* **Task goal**: List each line in the records below that contains the string "long".
=== Provided data ===
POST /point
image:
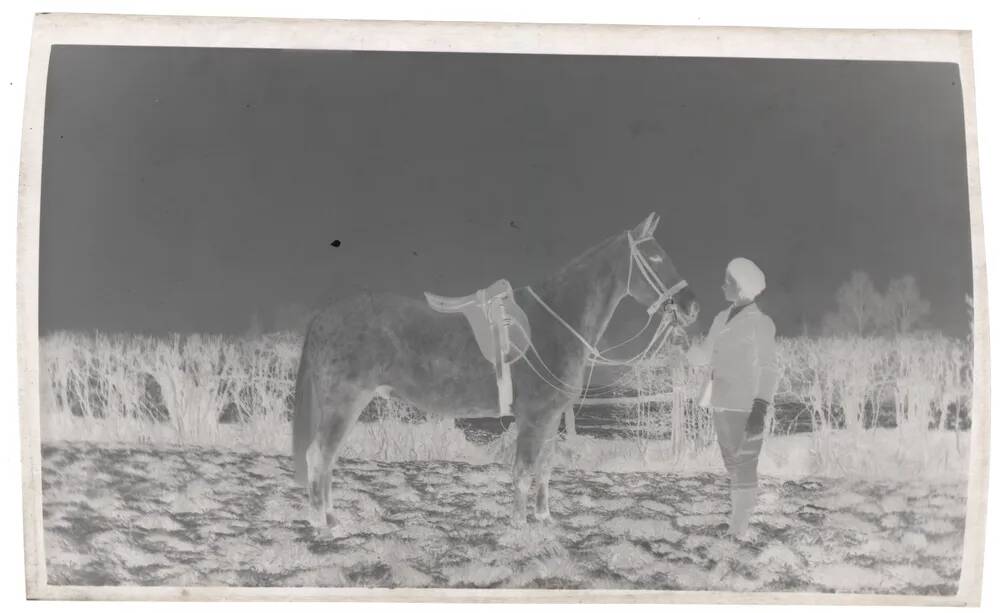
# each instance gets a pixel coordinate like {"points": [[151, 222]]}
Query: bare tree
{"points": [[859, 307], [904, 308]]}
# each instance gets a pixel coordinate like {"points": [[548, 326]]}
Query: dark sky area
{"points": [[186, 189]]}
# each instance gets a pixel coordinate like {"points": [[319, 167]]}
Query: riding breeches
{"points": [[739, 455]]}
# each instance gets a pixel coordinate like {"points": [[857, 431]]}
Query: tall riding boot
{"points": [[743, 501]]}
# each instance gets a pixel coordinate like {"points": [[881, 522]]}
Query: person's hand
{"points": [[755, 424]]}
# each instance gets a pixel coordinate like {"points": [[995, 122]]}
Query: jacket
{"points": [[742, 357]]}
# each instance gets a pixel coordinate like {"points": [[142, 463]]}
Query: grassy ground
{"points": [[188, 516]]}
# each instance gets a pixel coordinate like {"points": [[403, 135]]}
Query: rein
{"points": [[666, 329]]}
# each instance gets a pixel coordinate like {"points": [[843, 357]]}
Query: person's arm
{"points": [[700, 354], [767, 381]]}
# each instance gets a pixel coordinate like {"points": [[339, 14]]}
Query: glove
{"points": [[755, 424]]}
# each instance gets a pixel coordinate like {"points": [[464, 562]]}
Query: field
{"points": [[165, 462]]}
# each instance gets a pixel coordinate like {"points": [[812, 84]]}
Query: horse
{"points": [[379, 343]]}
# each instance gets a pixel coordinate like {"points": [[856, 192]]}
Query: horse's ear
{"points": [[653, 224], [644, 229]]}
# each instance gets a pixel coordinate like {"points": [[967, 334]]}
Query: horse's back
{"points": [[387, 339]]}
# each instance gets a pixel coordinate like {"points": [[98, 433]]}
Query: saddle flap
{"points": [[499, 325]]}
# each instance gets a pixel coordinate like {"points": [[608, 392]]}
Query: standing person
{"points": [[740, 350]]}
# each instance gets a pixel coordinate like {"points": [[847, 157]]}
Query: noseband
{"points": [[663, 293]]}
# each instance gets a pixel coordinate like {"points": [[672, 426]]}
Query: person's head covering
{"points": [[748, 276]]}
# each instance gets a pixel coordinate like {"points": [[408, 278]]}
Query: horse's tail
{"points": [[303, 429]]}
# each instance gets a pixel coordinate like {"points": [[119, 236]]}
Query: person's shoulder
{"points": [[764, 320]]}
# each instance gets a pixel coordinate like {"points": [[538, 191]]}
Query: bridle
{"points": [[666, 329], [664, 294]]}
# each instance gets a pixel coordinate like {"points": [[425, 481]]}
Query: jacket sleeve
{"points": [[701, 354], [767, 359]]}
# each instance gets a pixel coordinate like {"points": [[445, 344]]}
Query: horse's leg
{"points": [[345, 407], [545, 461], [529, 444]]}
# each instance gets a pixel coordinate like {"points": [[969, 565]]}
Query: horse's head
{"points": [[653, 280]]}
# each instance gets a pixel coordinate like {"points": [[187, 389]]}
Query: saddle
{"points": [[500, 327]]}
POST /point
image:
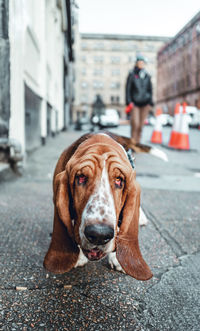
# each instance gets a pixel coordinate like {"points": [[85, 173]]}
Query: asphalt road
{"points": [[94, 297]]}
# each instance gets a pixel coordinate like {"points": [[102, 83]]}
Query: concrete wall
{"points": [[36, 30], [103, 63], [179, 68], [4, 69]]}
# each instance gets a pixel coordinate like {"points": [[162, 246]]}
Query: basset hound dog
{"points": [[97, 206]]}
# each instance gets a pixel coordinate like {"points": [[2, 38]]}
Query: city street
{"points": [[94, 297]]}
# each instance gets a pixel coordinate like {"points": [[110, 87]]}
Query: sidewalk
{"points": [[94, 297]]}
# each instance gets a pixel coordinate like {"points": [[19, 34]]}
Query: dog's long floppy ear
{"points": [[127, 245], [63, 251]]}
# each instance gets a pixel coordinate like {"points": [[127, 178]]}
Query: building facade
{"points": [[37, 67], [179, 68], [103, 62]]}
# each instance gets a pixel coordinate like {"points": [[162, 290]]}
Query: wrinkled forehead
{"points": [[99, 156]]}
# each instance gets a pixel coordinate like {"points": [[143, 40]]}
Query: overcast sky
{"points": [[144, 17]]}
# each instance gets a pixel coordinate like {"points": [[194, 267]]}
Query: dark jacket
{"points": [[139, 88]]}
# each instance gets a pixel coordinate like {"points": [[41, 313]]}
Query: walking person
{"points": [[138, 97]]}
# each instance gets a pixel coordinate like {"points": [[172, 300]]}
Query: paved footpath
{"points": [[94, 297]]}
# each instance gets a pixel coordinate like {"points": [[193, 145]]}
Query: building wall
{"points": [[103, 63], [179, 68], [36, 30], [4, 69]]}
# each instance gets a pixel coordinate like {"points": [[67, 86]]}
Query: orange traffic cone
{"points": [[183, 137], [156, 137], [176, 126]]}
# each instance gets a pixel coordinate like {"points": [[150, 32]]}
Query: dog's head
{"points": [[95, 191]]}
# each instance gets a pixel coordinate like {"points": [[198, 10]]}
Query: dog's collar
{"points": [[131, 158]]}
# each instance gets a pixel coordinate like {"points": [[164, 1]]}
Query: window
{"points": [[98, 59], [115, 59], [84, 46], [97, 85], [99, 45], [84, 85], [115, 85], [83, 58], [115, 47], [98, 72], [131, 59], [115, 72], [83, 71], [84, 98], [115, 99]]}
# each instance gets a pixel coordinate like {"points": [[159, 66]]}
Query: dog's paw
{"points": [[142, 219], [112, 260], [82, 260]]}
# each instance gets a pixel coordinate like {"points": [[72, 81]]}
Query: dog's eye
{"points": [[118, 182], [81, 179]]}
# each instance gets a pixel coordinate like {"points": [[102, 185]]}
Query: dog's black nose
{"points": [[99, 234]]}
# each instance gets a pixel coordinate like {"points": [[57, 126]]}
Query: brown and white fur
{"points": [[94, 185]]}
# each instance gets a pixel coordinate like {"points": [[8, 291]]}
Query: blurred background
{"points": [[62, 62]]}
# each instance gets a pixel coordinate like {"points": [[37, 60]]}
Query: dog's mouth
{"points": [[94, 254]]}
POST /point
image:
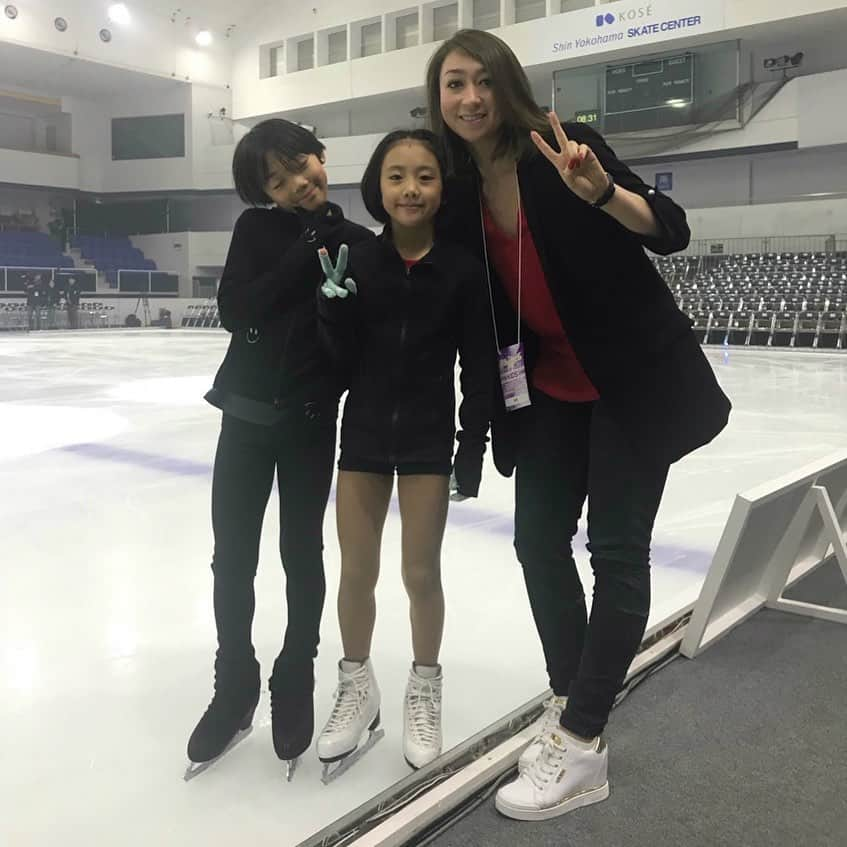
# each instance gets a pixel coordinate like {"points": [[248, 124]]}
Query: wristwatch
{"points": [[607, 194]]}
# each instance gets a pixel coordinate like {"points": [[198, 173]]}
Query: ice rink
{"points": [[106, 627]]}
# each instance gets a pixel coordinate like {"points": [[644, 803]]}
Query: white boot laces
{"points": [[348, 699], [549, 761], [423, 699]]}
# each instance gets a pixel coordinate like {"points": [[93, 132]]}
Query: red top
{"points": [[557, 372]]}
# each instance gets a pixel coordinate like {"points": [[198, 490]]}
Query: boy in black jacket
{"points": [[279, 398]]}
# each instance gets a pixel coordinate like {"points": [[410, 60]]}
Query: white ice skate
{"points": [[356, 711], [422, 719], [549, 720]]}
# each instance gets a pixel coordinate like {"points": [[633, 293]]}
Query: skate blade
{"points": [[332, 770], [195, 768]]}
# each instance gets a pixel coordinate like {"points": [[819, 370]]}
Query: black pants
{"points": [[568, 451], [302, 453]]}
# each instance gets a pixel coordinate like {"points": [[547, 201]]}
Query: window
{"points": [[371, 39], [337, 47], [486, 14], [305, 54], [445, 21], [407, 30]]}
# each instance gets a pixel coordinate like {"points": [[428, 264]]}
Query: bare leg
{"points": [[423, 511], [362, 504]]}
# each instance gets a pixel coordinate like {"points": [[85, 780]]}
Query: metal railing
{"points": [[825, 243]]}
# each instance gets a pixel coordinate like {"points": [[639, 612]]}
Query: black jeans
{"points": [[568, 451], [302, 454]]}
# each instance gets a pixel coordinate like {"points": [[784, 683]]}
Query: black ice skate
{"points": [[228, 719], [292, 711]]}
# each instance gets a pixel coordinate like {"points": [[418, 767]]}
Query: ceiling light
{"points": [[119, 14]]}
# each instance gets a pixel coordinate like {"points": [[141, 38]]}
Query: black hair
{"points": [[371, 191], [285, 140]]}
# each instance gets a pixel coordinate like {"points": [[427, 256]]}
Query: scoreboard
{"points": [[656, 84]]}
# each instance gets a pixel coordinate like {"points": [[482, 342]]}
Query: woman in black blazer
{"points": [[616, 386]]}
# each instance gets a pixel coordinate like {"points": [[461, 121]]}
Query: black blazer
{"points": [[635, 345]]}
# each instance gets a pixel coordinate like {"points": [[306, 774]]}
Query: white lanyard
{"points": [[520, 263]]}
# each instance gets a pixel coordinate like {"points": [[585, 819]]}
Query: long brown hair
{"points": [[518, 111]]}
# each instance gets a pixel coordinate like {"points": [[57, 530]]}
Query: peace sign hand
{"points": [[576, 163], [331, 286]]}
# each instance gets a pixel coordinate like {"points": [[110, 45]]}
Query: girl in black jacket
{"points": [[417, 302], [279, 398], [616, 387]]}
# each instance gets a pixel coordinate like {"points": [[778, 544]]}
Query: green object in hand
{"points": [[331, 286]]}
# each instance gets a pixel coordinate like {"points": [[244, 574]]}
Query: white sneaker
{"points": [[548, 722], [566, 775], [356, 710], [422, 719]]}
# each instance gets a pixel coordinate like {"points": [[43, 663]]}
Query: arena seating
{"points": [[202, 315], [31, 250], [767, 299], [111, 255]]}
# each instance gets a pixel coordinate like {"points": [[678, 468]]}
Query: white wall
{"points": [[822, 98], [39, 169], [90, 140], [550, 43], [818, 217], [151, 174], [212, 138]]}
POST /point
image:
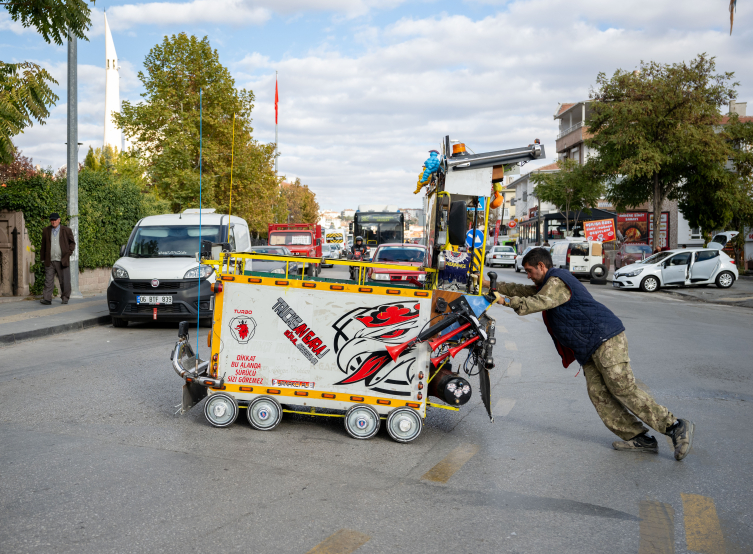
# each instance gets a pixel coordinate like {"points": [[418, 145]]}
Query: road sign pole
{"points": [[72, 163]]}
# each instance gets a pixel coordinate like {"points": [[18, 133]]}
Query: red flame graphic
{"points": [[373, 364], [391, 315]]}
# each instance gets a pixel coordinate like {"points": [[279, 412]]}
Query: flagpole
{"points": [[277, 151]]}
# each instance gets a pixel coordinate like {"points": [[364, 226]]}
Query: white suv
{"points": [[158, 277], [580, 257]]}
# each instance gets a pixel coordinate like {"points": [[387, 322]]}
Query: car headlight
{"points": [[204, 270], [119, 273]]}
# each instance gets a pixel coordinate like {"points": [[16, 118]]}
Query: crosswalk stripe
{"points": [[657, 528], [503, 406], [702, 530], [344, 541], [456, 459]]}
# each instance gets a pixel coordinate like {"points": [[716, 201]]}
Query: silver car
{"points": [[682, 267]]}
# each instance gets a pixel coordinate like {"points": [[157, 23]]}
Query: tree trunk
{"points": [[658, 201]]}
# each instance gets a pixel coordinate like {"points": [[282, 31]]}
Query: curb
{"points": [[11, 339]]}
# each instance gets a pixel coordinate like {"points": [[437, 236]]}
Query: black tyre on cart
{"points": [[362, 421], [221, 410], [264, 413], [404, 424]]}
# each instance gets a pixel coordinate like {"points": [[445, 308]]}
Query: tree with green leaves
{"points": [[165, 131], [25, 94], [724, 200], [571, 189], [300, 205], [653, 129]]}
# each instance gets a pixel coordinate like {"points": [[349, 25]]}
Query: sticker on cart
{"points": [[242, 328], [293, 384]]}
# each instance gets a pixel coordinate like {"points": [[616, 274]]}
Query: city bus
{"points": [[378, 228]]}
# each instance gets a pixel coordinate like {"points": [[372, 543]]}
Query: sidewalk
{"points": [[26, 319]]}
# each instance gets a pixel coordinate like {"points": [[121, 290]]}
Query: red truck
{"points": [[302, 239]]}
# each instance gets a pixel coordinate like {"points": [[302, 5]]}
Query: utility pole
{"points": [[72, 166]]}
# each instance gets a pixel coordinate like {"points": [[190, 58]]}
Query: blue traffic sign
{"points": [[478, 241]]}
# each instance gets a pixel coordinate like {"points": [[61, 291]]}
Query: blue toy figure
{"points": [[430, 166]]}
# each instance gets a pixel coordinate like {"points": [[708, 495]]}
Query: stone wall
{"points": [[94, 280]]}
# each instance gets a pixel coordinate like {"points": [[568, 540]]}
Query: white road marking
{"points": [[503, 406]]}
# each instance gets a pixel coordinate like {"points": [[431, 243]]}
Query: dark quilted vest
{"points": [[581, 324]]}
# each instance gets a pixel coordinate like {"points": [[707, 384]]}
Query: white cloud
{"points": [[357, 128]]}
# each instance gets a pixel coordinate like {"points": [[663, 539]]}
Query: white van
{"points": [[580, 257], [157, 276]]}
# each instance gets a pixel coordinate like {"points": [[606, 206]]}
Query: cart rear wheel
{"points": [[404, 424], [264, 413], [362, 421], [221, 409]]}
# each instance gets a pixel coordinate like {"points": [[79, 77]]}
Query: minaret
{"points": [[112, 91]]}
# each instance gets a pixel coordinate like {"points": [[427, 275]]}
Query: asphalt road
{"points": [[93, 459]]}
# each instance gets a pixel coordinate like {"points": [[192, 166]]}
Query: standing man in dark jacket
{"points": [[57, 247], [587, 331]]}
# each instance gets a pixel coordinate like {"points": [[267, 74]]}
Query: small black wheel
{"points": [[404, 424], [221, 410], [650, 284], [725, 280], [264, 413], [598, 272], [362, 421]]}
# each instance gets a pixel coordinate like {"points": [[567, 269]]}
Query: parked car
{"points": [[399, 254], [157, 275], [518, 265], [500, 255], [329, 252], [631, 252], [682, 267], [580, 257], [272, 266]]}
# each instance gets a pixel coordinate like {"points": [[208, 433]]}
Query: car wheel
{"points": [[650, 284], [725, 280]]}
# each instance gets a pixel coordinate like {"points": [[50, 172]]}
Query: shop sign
===
* **Solved exercise**:
Query: dog's long floppy ear
Query: long brown hair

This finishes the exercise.